#### Short exercise:
Write every line of the material out exactly as shown.

#### Records supplied:
-- START --
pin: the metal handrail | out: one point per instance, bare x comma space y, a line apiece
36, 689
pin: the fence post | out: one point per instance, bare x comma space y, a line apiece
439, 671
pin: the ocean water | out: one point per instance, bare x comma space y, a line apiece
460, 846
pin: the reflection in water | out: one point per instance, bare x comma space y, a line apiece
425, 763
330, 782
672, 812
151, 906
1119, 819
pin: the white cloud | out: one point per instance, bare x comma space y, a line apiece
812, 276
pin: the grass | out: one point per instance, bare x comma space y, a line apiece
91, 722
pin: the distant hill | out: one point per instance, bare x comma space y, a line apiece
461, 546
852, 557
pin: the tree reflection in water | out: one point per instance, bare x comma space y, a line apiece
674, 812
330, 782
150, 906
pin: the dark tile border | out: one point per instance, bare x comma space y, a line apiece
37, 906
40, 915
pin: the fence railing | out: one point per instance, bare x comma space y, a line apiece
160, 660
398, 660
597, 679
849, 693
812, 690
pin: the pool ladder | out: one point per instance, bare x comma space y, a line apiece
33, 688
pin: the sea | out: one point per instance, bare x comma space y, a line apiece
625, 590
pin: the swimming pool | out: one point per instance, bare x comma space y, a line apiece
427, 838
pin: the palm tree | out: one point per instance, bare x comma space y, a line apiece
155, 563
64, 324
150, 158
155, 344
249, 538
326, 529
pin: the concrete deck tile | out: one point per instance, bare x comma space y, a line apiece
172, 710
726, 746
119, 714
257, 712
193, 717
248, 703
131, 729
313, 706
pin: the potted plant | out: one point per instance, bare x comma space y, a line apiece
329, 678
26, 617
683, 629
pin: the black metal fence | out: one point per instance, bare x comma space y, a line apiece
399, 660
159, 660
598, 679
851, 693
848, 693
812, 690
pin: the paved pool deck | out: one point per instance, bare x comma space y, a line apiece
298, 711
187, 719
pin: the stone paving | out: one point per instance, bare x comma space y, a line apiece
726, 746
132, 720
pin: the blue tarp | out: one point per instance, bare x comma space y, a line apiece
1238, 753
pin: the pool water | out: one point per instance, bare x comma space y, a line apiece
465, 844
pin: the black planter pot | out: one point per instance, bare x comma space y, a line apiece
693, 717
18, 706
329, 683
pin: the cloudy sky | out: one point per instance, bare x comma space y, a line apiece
-- END --
#### Complete answer:
pin: the metal handrail | out: one point per instance, bare x comma space y, a line apiece
36, 689
pin: the fence post | out: one point per instance, bare x comma space y, a line apiece
439, 671
pin: the ocean water | out: one point per instance, bare x comma space y, a line apiece
460, 846
pin: the reflection in water | out: one point per instance, bare x comma space y, a line apiece
425, 763
330, 782
672, 812
151, 906
1119, 819
pin: the white cloud | out: one point per instance, bare x comma space y, a line apiece
812, 276
pin: the grass | out: one point per instance, bare x comma space y, a line apiece
91, 722
pin: the distant hill | out: one point per instance, bare x comma space y, a line apiece
461, 546
852, 557
pin: the tree reflection in water | out: one point per instance, bare x comma space y, a line apiece
674, 812
330, 782
150, 906
pin: the dark tile border | out: one point per instance, bare x comma space y, a line apiece
37, 906
40, 915
pin: the fence railing | out: one point per instance, bare x comma space y, a line apiece
160, 660
398, 660
597, 679
849, 693
812, 690
pin: the pool ladder | out: one point per instance, bare x comma space y, a line apiece
33, 688
pin: the sea | out: one point per instance, bare x comma space y, a line apiece
625, 590
pin: the swimming pool | out: one point per instance, bare x comma space y, a line apiece
427, 838
pin: the palm tree | out: one point per instance, bare x comma space y, a line apiece
155, 563
64, 324
150, 158
155, 344
249, 538
326, 529
pin: the concrete deck tile | out: one point per instance, bare x comma space y, a line apiece
172, 710
726, 746
119, 714
257, 712
193, 717
248, 703
131, 729
313, 706
pin: the potted plant | out: one point per instance, bare x comma space y, a line apiece
329, 678
26, 617
683, 629
pin: the black metal fence | out: one point per instance, bare x comma space y, a line apiece
399, 660
159, 660
598, 679
851, 693
848, 693
812, 690
pin: the paved pool deck | out: one point per instance, bare x comma space y, a line apiece
298, 711
187, 719
pin: the stone paving | out: one point per instance, bare x comma space y, a line apiece
726, 746
132, 720
pin: the blue tarp | out: one point per instance, bare x comma space y, a line apiece
1238, 753
pin: the pool water | out: one point per instance, bare x comma space y, a line apiece
465, 844
pin: the black planter pot | out: one point per instance, bare x comma space y, a line apiece
693, 717
18, 706
329, 683
pin: the cloudy sky | out: one point per instance, bare x comma space y, a line apiece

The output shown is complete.